**TASK BRIEF**
Repeat the following lines word for word, omitting the pictures from your answer.

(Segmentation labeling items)

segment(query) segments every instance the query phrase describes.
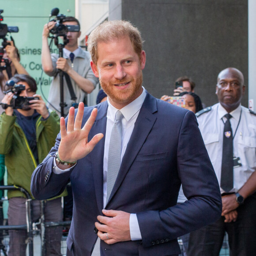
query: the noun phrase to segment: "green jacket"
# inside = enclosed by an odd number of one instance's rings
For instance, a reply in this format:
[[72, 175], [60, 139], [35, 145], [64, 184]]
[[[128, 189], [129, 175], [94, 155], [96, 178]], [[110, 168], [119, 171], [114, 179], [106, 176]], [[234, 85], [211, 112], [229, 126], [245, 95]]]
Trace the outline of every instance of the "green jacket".
[[[0, 154], [4, 154], [7, 168], [8, 185], [20, 186], [32, 196], [30, 191], [32, 174], [37, 166], [23, 130], [16, 122], [15, 115], [3, 113], [0, 117]], [[41, 162], [54, 145], [60, 131], [60, 118], [55, 111], [46, 120], [39, 116], [36, 124], [37, 146], [39, 162]], [[9, 190], [8, 198], [23, 197], [18, 190]], [[60, 196], [67, 195], [64, 192]]]
[[[3, 154], [0, 154], [0, 181], [4, 178], [5, 171], [4, 156]], [[0, 190], [0, 199], [2, 198], [2, 196], [3, 196], [3, 190]]]

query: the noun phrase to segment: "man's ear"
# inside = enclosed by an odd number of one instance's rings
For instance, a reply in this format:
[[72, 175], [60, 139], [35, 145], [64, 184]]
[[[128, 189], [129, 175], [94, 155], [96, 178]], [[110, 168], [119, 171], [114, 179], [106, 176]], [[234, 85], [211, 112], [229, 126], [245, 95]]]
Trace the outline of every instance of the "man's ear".
[[242, 87], [242, 95], [245, 95], [245, 86], [243, 85], [243, 87]]
[[92, 60], [91, 60], [90, 61], [90, 68], [91, 68], [91, 70], [92, 70], [92, 72], [93, 72], [93, 73], [94, 74], [94, 75], [96, 77], [99, 77], [99, 73], [98, 72], [98, 69], [97, 68], [97, 66], [93, 62], [93, 61]]
[[146, 53], [145, 51], [141, 51], [140, 53], [140, 64], [141, 65], [141, 69], [143, 69], [146, 65]]

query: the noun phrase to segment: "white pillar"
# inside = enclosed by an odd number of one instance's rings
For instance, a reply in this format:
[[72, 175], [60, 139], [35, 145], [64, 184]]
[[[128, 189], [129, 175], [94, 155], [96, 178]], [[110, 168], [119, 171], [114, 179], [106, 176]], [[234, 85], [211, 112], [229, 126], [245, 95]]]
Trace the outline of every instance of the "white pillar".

**SOLUTION FOR THIS PROBLEM**
segment(query) segments every instance the query phrase describes.
query: the noun phrase to segment: "green jacket"
# inside = enclosed by an odd number of one instance's rings
For instance, a reply in this format:
[[72, 175], [60, 139], [35, 145], [64, 184]]
[[[128, 189], [129, 175], [94, 155], [96, 178]], [[110, 168], [119, 171], [114, 179], [106, 176]], [[234, 85], [211, 112], [229, 126], [245, 95]]]
Trace the outline of every instance of the "green jacket".
[[[0, 154], [4, 154], [7, 168], [8, 185], [20, 186], [32, 196], [30, 191], [32, 174], [37, 166], [23, 130], [16, 122], [15, 115], [3, 113], [0, 117]], [[41, 162], [54, 145], [60, 131], [60, 118], [55, 111], [46, 120], [39, 116], [36, 124], [37, 146], [39, 162]], [[9, 190], [8, 198], [23, 197], [18, 190]], [[60, 196], [67, 195], [64, 192]]]
[[[3, 154], [0, 154], [0, 181], [4, 178], [5, 171], [4, 156]], [[0, 190], [0, 199], [2, 198], [2, 196], [3, 196], [3, 190]]]

query: the noun phrase to segment: "man's ear"
# inside = enclosed by an odd number of one instance's rings
For instance, a reply in this format:
[[72, 175], [60, 139], [35, 145], [64, 184]]
[[[128, 189], [129, 175], [94, 155], [96, 178]], [[110, 168], [119, 171], [114, 179], [106, 176]], [[234, 85], [211, 112], [229, 126], [245, 95]]]
Trace the outline of every instance of the "man's ear".
[[242, 87], [242, 95], [245, 95], [245, 86], [243, 85], [243, 87]]
[[92, 60], [91, 60], [90, 61], [90, 68], [91, 68], [91, 70], [92, 70], [92, 72], [93, 72], [93, 73], [94, 74], [94, 75], [96, 77], [99, 77], [99, 73], [98, 72], [98, 69], [97, 68], [97, 66], [93, 62], [93, 61]]
[[146, 53], [145, 51], [141, 51], [140, 53], [140, 64], [141, 65], [141, 69], [143, 69], [146, 65]]

query: the noun phrase to segment: "white pillar"
# inside = enclosed by an odd number of one instance's rings
For instance, a reply in this format:
[[72, 175], [60, 139], [35, 145], [64, 184]]
[[[128, 189], [129, 175], [94, 155], [96, 178]], [[110, 168], [119, 171], [114, 179], [106, 176]], [[234, 85], [211, 112], [229, 126], [245, 95]]]
Trace the outline of every instance of the "white pillar".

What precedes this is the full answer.